*** Opening Data for this exercise ***

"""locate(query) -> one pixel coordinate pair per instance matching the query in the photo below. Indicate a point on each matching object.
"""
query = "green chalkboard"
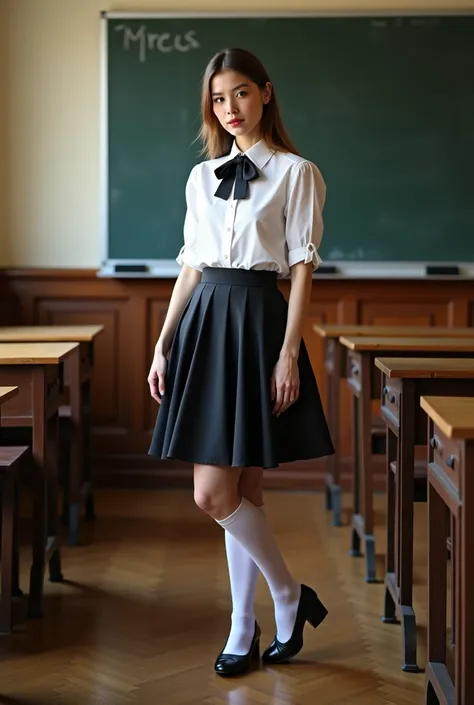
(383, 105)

*** Closing Data for this exercise ***
*** Opening Data for this exercise ***

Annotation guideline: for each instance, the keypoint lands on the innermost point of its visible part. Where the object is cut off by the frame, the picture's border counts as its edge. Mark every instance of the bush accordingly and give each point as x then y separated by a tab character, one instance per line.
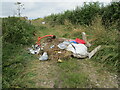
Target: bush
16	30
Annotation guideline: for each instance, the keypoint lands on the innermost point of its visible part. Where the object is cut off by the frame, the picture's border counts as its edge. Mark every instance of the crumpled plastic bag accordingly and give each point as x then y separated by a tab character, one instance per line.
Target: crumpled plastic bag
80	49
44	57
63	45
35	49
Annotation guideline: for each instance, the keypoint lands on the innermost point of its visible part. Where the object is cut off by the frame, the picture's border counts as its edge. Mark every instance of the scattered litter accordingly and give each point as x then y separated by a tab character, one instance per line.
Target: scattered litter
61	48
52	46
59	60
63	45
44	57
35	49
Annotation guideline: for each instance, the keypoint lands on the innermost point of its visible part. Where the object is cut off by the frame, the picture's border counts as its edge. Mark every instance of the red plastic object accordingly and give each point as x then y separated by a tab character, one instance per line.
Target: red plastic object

*** Closing Data for this exercise ***

(Action item): An exact copy of the lines above, from the one containing "Target: scattered litter" through the one containing "Target: red plastic object", is the whole of the answer.

(The answer):
Target: scattered litter
61	48
52	46
59	60
63	45
44	57
35	49
Annotation guideline: for each instance, the keypoint lands on the innermost point of its visible part. Where the object is cut off by the frame, the picture's border counts as its edge. Mark every instance of the red plastic object accordingly and give each point as x then y separated by a tab character, one instance per line.
Target: red plastic object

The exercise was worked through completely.